The easiest way to find a listing of the endpoints for your stack is to run invoke stack.status and look in the Outputs. Identify the endpoints by their ExportName.

Webhook Receiving Endpoint

Description: Receives webhook notifications from Zoom for ingests or status updates and receives on-demand ingest requests forwarded from the on-demand endpoint.

Endpoint: POST /new_recording ExportName : <stack-name>-webhook-url

Accepted Zoom webhook notifications for status updates:

  • "recording.started"
  • "recording.stopped"
  • "recording.paused"
  • "recording.resumed"
  • "meeting.ended"

Accepted Zoom webhook notifications for ingests:

  • "recording.completed"

On-Demand Endpoint (requests from Opencast only)

Description: Initiate a new on demand ingests from Opencast.

Endpoint: POST /ingest ExportName:<stack-name>-ingest-url

Request Body Schema

Parameter Required? Type Description
uuid Yes string Either the recording uuid or the link to the recording files. Recording files link example: https://zoom.us/recording/management/detail?meeting_id=ajXp112QmuoKj4854875%3D%3D
oc_series_id No string Opencast series id to ingest this recording to. Default: Recording only ingested if it matches the existing ZIP schedule.
oc_workflow No string Override the default Opencast workflow.
allow_multiple_ingests No boolean Whether to allow the same Zoom recording to be ingested multiple times into Opencast. Default false.
ingest_all_mp4 No boolean Whether to ingest (and archive) all mp4 files. Default false.

THE TASK: Print the passage of the endpoint documentation from "oc_workflow No string" up to and including "files. Default false.", word for word.

INFORMATION PROVIDED:

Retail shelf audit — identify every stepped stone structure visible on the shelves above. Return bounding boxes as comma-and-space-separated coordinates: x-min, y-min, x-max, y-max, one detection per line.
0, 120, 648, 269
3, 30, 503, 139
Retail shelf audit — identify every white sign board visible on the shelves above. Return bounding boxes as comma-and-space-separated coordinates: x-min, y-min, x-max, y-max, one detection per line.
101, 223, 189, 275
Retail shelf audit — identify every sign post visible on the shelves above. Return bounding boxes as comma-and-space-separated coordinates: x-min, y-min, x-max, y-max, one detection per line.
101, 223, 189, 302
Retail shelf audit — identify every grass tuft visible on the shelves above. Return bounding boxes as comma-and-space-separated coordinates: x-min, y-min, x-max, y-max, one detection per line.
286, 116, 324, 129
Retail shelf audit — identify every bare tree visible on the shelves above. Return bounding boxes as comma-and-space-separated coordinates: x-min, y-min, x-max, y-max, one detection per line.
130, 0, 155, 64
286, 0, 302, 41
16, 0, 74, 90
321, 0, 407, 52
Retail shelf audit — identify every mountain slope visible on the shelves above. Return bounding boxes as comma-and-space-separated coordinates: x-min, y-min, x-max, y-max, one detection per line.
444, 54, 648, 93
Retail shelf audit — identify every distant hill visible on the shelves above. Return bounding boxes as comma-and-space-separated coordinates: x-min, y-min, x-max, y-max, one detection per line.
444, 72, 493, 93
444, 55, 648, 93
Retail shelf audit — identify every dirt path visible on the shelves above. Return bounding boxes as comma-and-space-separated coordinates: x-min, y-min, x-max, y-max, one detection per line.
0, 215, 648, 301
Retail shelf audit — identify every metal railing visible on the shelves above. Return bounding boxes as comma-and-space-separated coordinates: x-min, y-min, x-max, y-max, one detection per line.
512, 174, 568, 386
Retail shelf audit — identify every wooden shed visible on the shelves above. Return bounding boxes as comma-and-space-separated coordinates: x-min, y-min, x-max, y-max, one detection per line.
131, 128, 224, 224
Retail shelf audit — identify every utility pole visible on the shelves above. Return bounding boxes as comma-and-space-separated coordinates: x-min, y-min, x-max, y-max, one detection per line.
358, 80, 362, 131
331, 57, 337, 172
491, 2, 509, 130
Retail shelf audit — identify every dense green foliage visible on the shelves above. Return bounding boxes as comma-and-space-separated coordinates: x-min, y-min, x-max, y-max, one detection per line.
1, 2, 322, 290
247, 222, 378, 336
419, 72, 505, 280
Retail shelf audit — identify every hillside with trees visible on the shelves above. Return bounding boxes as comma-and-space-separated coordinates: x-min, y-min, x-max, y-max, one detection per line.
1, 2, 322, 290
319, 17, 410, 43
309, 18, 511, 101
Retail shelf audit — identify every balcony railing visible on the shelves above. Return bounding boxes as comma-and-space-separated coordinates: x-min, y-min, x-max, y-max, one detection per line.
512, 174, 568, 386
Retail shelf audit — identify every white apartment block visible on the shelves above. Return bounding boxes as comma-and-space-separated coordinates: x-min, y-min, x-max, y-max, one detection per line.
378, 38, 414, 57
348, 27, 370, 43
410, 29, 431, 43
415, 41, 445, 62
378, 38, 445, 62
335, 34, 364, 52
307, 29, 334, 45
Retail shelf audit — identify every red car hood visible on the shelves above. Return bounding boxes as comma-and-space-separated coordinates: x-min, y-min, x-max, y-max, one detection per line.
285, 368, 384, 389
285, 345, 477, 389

EXERCISE SOLUTION:
oc_workflow No string Override the default Opencast workflow.
allow_multiple_ingests No boolean Whether to allow the same Zoom recording to be ingested multiple times into Opencast. Default false.
ingest_all_mp4 No boolean Whether to ingest (and archive) all mp4 files. Default false.